### [Brief]
Within the entries below, find each line containing the word "Provide" and copy it.

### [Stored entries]
##########

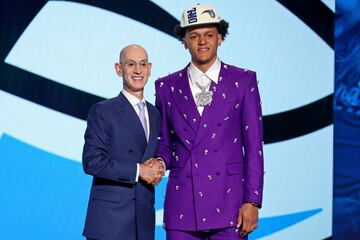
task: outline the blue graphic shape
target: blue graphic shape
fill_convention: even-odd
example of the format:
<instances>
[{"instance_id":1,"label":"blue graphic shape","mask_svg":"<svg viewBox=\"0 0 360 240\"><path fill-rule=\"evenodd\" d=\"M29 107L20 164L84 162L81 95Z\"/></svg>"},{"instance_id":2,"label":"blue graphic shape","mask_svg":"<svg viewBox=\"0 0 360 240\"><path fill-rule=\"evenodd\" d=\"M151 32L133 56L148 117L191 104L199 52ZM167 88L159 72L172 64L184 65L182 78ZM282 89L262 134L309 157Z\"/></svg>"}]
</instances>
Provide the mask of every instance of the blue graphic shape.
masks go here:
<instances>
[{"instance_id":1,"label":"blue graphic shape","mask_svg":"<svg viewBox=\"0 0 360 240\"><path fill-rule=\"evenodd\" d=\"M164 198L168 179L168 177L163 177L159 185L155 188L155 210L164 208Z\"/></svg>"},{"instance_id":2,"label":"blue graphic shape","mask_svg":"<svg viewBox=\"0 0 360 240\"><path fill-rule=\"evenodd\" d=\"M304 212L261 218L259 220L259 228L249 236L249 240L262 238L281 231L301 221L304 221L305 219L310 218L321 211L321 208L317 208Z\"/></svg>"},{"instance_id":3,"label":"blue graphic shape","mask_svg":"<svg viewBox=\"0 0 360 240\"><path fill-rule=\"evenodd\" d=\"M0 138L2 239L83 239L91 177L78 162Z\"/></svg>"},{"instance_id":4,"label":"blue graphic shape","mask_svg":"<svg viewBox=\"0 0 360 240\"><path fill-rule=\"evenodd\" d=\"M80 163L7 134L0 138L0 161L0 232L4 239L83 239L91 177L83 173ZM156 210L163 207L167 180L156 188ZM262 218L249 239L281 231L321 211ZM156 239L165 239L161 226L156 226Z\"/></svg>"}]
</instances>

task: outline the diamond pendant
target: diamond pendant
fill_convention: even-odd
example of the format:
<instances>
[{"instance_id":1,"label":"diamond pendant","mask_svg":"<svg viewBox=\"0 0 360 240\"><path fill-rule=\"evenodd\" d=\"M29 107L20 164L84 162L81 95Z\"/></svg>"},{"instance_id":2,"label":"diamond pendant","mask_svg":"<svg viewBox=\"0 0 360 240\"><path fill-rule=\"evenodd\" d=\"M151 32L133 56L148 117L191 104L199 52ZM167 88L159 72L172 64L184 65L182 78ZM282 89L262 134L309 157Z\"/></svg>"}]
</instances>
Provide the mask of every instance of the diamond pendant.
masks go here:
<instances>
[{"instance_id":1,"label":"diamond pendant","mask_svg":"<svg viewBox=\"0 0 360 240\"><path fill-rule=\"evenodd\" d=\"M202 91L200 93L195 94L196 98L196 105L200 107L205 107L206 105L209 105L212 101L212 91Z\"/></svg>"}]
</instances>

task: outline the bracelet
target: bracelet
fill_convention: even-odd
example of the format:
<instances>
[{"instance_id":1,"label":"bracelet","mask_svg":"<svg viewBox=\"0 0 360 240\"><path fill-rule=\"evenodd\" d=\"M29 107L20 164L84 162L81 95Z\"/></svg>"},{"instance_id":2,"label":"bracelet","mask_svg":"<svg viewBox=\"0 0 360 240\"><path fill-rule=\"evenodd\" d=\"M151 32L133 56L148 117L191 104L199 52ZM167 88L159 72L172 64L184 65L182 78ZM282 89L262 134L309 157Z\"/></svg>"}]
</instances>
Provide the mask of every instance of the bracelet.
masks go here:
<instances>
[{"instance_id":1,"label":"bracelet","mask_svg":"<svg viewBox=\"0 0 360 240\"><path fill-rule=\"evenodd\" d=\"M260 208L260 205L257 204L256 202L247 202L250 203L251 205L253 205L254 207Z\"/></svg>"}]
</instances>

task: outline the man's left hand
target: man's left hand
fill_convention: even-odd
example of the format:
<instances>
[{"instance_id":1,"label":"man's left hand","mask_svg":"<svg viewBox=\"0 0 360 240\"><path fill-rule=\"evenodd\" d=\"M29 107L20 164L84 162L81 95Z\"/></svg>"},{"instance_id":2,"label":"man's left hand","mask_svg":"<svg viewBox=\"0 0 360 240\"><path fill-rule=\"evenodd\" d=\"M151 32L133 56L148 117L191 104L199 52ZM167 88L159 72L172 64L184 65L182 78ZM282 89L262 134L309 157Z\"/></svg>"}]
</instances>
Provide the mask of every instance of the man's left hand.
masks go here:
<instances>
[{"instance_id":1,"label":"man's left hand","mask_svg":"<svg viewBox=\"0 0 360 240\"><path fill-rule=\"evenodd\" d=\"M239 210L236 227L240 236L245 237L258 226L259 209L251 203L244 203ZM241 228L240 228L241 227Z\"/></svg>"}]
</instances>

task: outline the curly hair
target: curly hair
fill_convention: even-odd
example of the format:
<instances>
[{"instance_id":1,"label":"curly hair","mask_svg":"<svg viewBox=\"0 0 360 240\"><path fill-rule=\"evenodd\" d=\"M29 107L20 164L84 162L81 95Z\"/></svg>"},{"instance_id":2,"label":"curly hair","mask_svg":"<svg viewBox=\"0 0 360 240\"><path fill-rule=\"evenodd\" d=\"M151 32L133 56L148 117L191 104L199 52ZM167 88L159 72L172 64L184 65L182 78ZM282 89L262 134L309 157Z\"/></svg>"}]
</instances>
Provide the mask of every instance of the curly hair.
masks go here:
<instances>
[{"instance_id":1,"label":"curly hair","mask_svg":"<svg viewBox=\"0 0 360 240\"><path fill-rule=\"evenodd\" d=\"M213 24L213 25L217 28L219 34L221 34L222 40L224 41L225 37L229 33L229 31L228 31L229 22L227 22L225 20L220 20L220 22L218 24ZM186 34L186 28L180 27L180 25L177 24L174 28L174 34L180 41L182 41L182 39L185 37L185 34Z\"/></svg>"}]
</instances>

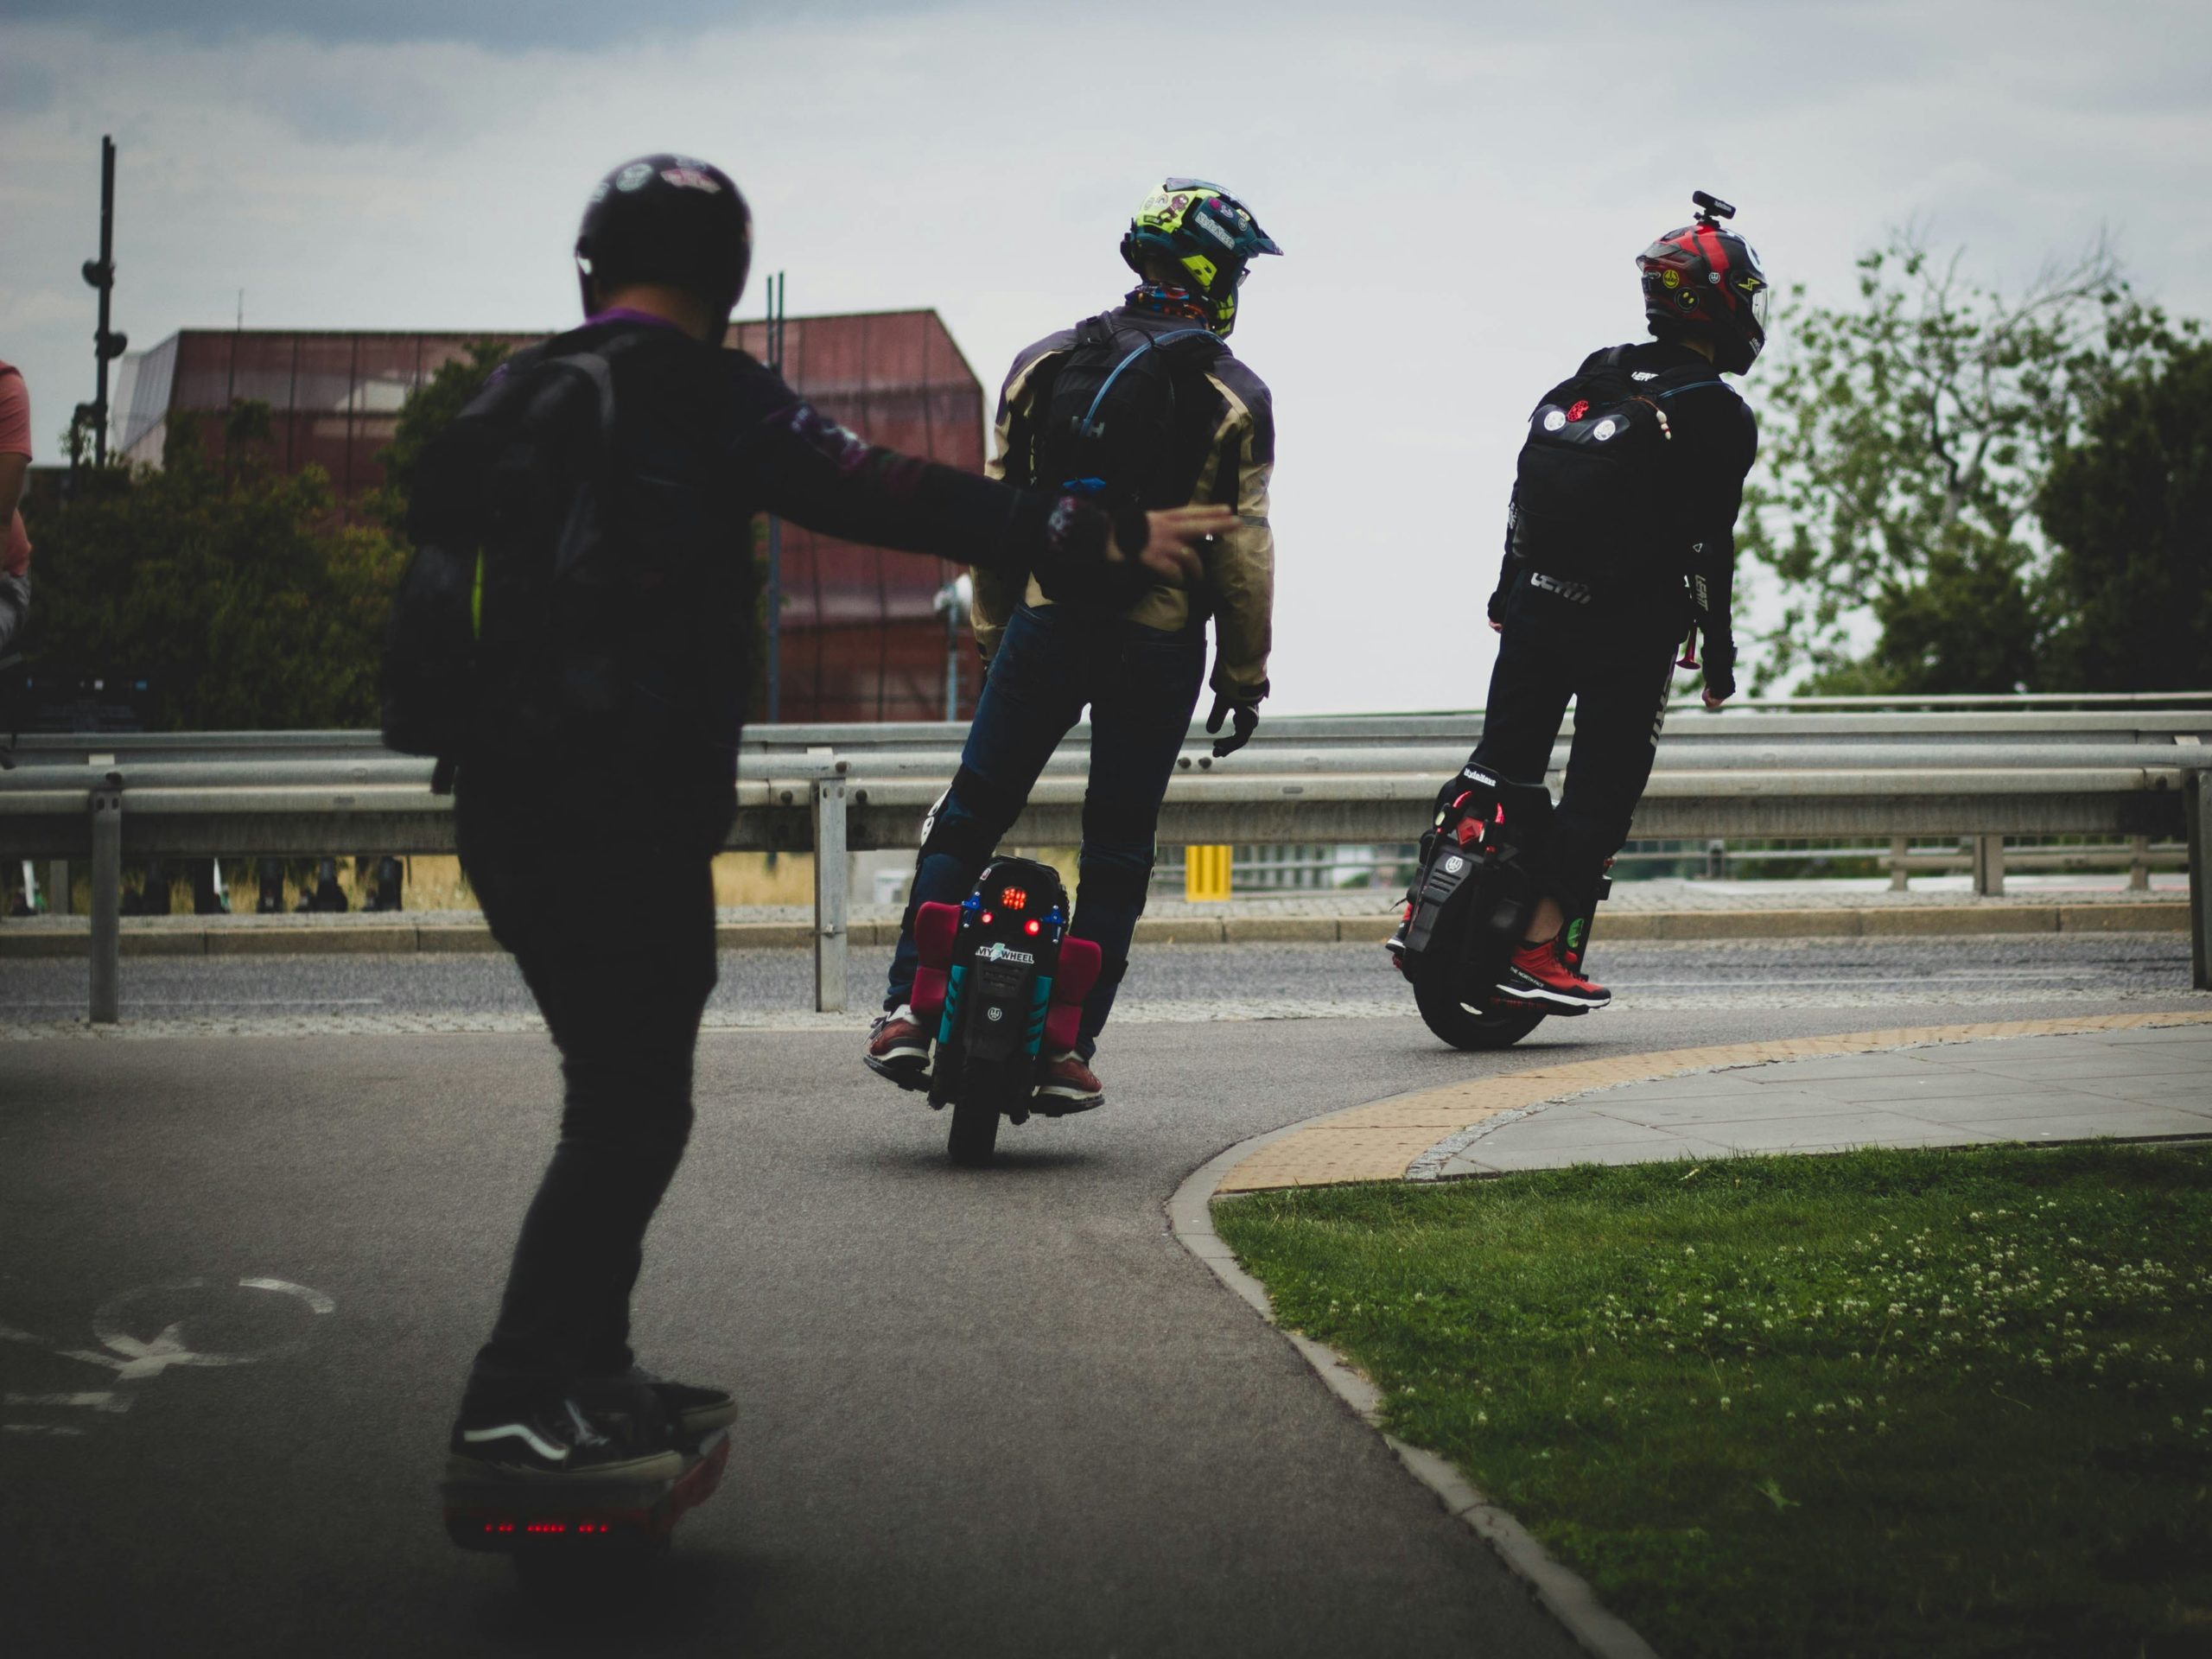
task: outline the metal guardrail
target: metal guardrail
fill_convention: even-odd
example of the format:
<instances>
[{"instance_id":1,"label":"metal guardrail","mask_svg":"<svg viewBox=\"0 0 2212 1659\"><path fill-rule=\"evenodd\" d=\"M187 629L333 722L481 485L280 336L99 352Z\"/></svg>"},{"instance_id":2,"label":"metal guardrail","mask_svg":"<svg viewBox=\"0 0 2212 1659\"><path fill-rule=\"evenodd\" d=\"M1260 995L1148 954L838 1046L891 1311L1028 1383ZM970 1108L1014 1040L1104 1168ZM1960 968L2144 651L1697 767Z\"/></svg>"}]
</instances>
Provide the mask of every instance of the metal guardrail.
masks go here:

##########

### [Solution to this exercise]
Provide the mask of every instance of the blue graphic shape.
Provide the mask of every instance of the diamond pendant.
Provide the mask of every instance of the bracelet.
Provide the mask of every instance of the man's left hand.
Provide the mask of every instance of the curly hair.
Provide the mask of every instance of the metal guardrail.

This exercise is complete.